*Exercise objective*. For every record, give an exact copy that has no pictures in it.

*Given records*.
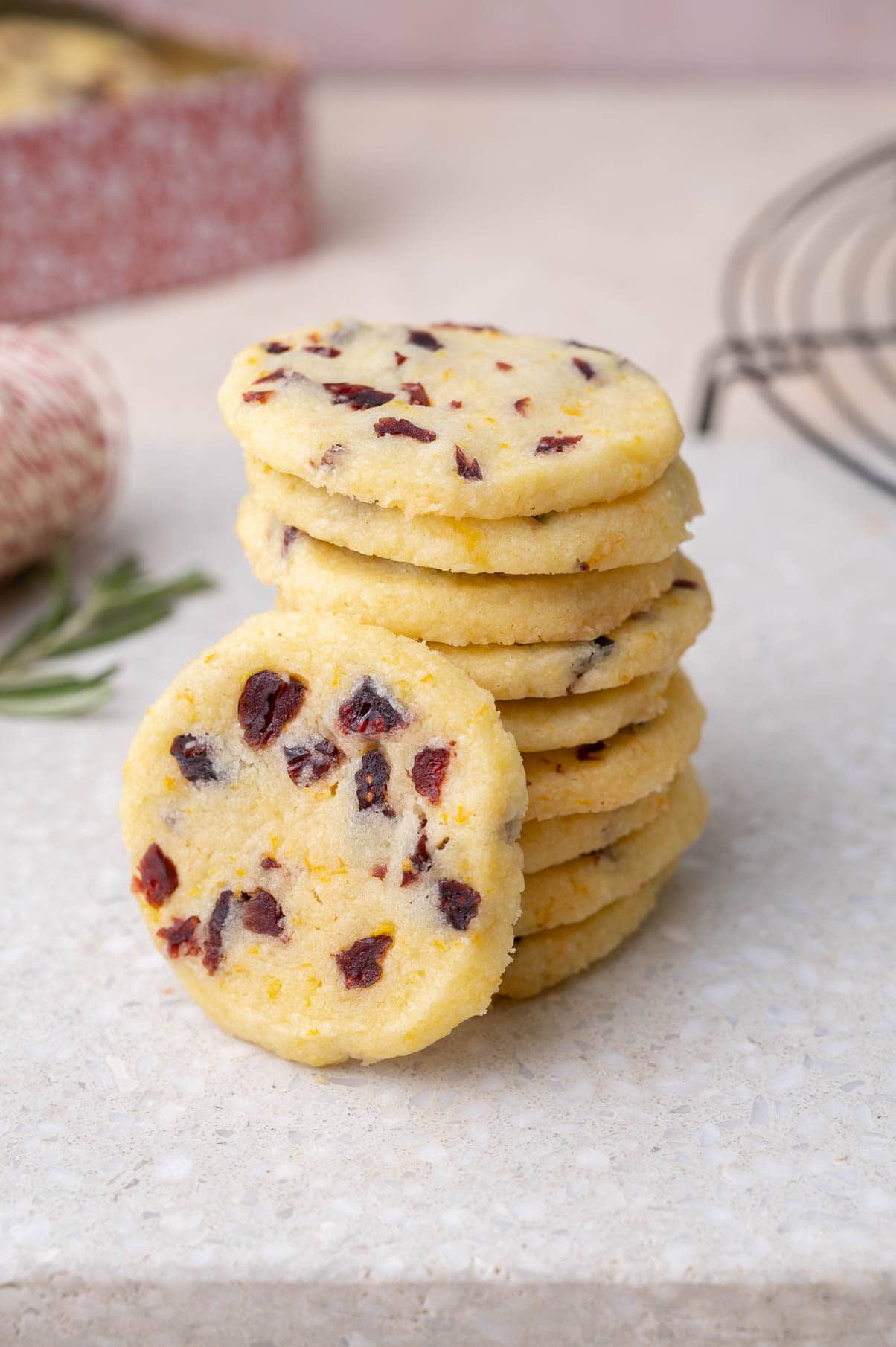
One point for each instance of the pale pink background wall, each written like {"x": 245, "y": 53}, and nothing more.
{"x": 711, "y": 36}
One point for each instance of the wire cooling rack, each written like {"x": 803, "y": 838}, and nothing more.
{"x": 809, "y": 314}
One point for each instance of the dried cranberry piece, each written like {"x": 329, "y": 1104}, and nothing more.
{"x": 368, "y": 711}
{"x": 360, "y": 964}
{"x": 467, "y": 467}
{"x": 214, "y": 936}
{"x": 372, "y": 781}
{"x": 260, "y": 912}
{"x": 418, "y": 863}
{"x": 417, "y": 395}
{"x": 555, "y": 444}
{"x": 193, "y": 758}
{"x": 357, "y": 397}
{"x": 399, "y": 426}
{"x": 429, "y": 772}
{"x": 419, "y": 337}
{"x": 267, "y": 703}
{"x": 309, "y": 763}
{"x": 158, "y": 876}
{"x": 181, "y": 938}
{"x": 458, "y": 903}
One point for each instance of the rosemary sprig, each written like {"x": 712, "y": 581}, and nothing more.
{"x": 121, "y": 602}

*Answer below*.
One point for each instance of the pale pink background wall, each written like {"x": 245, "y": 53}, and nothing more.
{"x": 711, "y": 36}
One point for each instance of the wire cooling rack, each written like {"x": 803, "y": 838}, and nothing more.
{"x": 809, "y": 314}
One point for each instance of the dried cranberry piece, each written like {"x": 329, "y": 1104}, and nothing more.
{"x": 368, "y": 711}
{"x": 360, "y": 964}
{"x": 467, "y": 467}
{"x": 214, "y": 936}
{"x": 372, "y": 781}
{"x": 260, "y": 912}
{"x": 418, "y": 863}
{"x": 417, "y": 395}
{"x": 555, "y": 444}
{"x": 193, "y": 758}
{"x": 357, "y": 397}
{"x": 399, "y": 426}
{"x": 429, "y": 772}
{"x": 419, "y": 337}
{"x": 267, "y": 703}
{"x": 309, "y": 763}
{"x": 158, "y": 876}
{"x": 181, "y": 938}
{"x": 458, "y": 903}
One point for each instance of the rosemary sprig, each written like {"x": 712, "y": 581}, and nothing more.
{"x": 121, "y": 602}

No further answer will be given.